- The records -
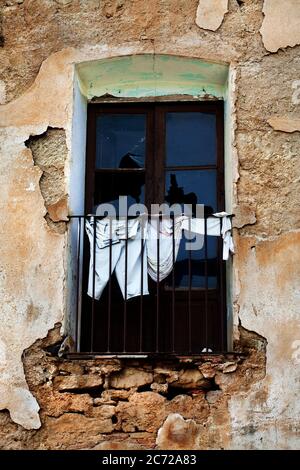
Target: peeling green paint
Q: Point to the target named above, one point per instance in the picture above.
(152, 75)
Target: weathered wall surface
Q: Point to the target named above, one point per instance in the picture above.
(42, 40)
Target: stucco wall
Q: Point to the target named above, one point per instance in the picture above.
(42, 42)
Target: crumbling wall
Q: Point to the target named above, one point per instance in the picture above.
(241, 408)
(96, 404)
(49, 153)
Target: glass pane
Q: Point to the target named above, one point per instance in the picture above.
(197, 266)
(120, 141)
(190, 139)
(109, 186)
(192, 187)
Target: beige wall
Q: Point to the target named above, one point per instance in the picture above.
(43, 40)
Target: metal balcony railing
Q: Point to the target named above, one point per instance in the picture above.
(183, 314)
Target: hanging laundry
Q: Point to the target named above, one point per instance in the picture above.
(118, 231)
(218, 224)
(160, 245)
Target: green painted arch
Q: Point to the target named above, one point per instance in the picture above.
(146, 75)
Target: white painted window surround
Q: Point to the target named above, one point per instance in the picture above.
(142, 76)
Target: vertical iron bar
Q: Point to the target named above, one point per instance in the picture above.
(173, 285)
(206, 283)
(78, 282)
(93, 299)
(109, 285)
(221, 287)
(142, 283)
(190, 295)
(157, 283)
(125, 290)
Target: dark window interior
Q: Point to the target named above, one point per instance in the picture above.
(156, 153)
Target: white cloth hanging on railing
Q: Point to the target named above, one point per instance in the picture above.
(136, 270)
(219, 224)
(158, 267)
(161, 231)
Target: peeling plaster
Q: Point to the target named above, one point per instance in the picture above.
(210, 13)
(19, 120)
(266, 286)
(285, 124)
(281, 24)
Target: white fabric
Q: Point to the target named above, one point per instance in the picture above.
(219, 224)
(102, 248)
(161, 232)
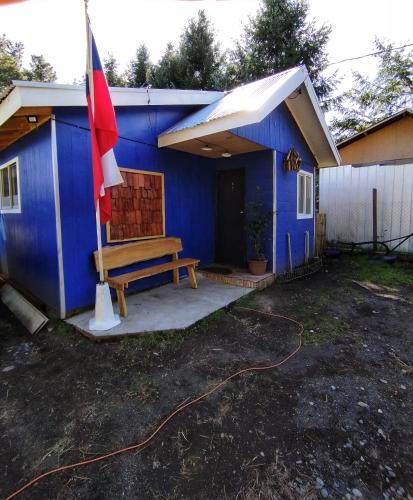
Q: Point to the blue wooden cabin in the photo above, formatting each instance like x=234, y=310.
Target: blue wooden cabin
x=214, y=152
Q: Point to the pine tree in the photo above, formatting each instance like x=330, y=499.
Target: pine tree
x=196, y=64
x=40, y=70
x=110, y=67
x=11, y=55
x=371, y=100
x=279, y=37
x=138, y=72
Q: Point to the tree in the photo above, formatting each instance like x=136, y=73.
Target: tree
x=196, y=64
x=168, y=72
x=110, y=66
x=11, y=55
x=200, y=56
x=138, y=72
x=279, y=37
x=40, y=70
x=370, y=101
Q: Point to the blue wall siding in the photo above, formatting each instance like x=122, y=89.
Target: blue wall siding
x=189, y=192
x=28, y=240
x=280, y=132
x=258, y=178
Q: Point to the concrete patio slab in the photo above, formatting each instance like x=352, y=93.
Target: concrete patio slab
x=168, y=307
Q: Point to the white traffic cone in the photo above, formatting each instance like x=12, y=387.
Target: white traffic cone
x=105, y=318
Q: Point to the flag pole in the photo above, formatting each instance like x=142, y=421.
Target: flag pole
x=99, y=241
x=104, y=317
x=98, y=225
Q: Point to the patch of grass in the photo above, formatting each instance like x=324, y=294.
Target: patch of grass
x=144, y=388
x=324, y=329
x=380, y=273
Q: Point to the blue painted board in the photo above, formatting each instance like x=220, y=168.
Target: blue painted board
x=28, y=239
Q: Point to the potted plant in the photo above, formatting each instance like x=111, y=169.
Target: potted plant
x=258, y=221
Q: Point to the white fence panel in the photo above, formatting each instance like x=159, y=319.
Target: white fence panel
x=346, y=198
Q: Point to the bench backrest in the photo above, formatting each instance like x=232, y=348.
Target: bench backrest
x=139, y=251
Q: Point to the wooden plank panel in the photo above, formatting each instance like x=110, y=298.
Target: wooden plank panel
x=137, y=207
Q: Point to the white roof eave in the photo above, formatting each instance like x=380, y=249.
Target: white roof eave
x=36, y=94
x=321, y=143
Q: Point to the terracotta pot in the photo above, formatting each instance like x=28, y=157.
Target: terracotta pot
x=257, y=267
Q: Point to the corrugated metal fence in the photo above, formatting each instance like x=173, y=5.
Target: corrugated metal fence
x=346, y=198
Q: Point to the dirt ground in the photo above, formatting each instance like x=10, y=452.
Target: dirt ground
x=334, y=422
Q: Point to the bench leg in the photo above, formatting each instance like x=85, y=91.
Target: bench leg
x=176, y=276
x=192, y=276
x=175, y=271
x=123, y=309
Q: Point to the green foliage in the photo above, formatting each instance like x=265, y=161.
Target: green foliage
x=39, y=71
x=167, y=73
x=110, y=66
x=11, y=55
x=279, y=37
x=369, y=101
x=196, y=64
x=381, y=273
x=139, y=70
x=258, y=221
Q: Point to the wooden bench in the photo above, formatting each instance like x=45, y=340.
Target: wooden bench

- Written task -
Give every line of the records above as a JSON list of strings, one string per line, with blank lines and the pictures left out.

- Result of the exercise -
[
  "Target: peeling green paint",
  "Q: Point to the target named above, one point per instance in the picture above.",
  "(152, 75)",
  "Target: weathered wall surface",
  "Q: Point to the target named above, one point per instance in the picture above.",
  "(42, 40)",
  "Target: stucco wall",
  "Q: Point to the target named above, one point per instance in the picture above.",
  "(42, 42)",
  "Target: crumbling wall",
  "Q: Point to the target named above, one point per instance in the picture above.",
  "(241, 408)",
  "(96, 404)",
  "(49, 153)",
  "Target: glass pane",
  "Q: Point to the target named above, one point per instance in the picture above.",
  "(197, 266)",
  "(120, 141)",
  "(190, 139)",
  "(109, 186)",
  "(192, 187)",
  "Target: beige wall",
  "Q: Point to the target named above, one point per instance in the picture above.",
  "(43, 40)",
  "Target: metal balcony railing",
  "Q: Point to the target named above, one point per instance in the picture above.",
  "(183, 314)",
  "Target: hanging laundry",
  "Q: Point to the target named above, one point per instance in the picture above.",
  "(118, 231)",
  "(218, 224)",
  "(160, 245)",
  "Target: green painted arch",
  "Q: Point to the target named above, one point per instance in the picture above.",
  "(146, 75)",
  "Target: white painted window surround",
  "Q: Point to the target named above, one point per instance in the picture above.",
  "(142, 76)",
  "Target: vertical iron bar",
  "Q: Point to the target named above, one point per instance in the picture above.",
  "(173, 285)",
  "(206, 283)",
  "(78, 282)",
  "(93, 299)",
  "(109, 285)",
  "(221, 287)",
  "(142, 283)",
  "(190, 295)",
  "(157, 283)",
  "(125, 290)",
  "Target: dark window interior",
  "Q: Point to the target named above, one point per instance in the picture above.",
  "(156, 153)",
  "Target: white cloth hanging on railing",
  "Q: Point to the target named above, one point per instance in the picture above.",
  "(136, 270)",
  "(219, 224)",
  "(158, 267)",
  "(161, 231)",
  "Target: peeling plaster",
  "Q: Point to the target named above, one point per instance in the picture above.",
  "(210, 13)",
  "(19, 120)",
  "(266, 286)",
  "(285, 124)",
  "(281, 24)",
  "Target: white fabric",
  "Q: Point to the target named above, one point per instance in the picture above.",
  "(219, 224)",
  "(102, 248)",
  "(161, 232)",
  "Q: Point to the blue wooden cabin in the photo above, formatting each instance like x=234, y=310.",
  "Target: blue wooden cabin",
  "x=214, y=152",
  "Q: Point to the pine tree in the photo above, formatting each instance like x=330, y=499.",
  "Target: pine tree",
  "x=196, y=64",
  "x=40, y=70",
  "x=110, y=67",
  "x=11, y=55",
  "x=371, y=100",
  "x=279, y=37",
  "x=138, y=72",
  "Q: Point to the tree in the photo above, formatting each instance like x=136, y=73.",
  "Target: tree",
  "x=196, y=64",
  "x=168, y=72",
  "x=110, y=66",
  "x=11, y=55",
  "x=200, y=56",
  "x=138, y=72",
  "x=279, y=37",
  "x=40, y=70",
  "x=370, y=101",
  "Q: Point to the blue wall siding in the photo above, formatting each instance like x=122, y=89.",
  "Target: blue wall siding",
  "x=189, y=192",
  "x=28, y=240",
  "x=280, y=132",
  "x=258, y=178",
  "Q: Point to the concrete patio slab in the photo above, formatting each instance like x=352, y=93.",
  "Target: concrete patio slab",
  "x=168, y=307",
  "Q: Point to the white traffic cone in the photo above, formatting each instance like x=12, y=387.",
  "Target: white traffic cone",
  "x=105, y=318",
  "Q: Point to the flag pole in the photo above, formatting each instance like x=142, y=421.",
  "Target: flag pole",
  "x=99, y=241",
  "x=104, y=317",
  "x=98, y=225",
  "Q: Point to the patch of grass in the photo above, formatting each instance like x=324, y=294.",
  "Target: patch of grass",
  "x=144, y=388",
  "x=324, y=329",
  "x=380, y=273",
  "Q: Point to the blue painted board in the photo above, formatting each instance like x=220, y=168.",
  "Target: blue painted board",
  "x=28, y=239",
  "Q: Point to the potted plant in the photo above, formatting each instance like x=111, y=169.",
  "Target: potted plant",
  "x=258, y=221",
  "Q: Point to the white fence panel in the photo above, formatting each instance like x=159, y=319.",
  "Target: white fence panel",
  "x=346, y=198",
  "Q: Point to the bench backrest in the photo above, formatting each instance like x=232, y=348.",
  "Target: bench backrest",
  "x=139, y=251",
  "Q: Point to the wooden plank panel in the photo above, formatting each instance like x=110, y=298.",
  "Target: wooden plank panel",
  "x=137, y=207",
  "Q: Point to the white roof eave in the photo above, formatting each instance like x=380, y=249.",
  "Target: white roof eave",
  "x=36, y=94",
  "x=321, y=143",
  "Q: Point to the terracotta pot in the photo above, formatting each instance like x=28, y=157.",
  "Target: terracotta pot",
  "x=257, y=267",
  "Q: Point to the corrugated metal fence in the photo above, formatting each instance like x=173, y=5.",
  "Target: corrugated metal fence",
  "x=346, y=198",
  "Q: Point to the dirt ground in the photo above, formatting each instance like x=10, y=452.",
  "Target: dirt ground",
  "x=334, y=422",
  "Q: Point to the bench leg in the photo above, formatting each instance like x=85, y=91.",
  "Target: bench leg",
  "x=176, y=276",
  "x=192, y=276",
  "x=175, y=271",
  "x=123, y=309",
  "Q: Point to the green foliage in the photo above, formatting each instance like x=265, y=161.",
  "Target: green foliage",
  "x=39, y=71",
  "x=167, y=73",
  "x=110, y=66",
  "x=11, y=55",
  "x=279, y=37",
  "x=369, y=101",
  "x=196, y=64",
  "x=381, y=273",
  "x=139, y=70",
  "x=258, y=221",
  "Q: Point to the wooden bench in the photo above, formatting each instance like x=45, y=340.",
  "Target: wooden bench"
]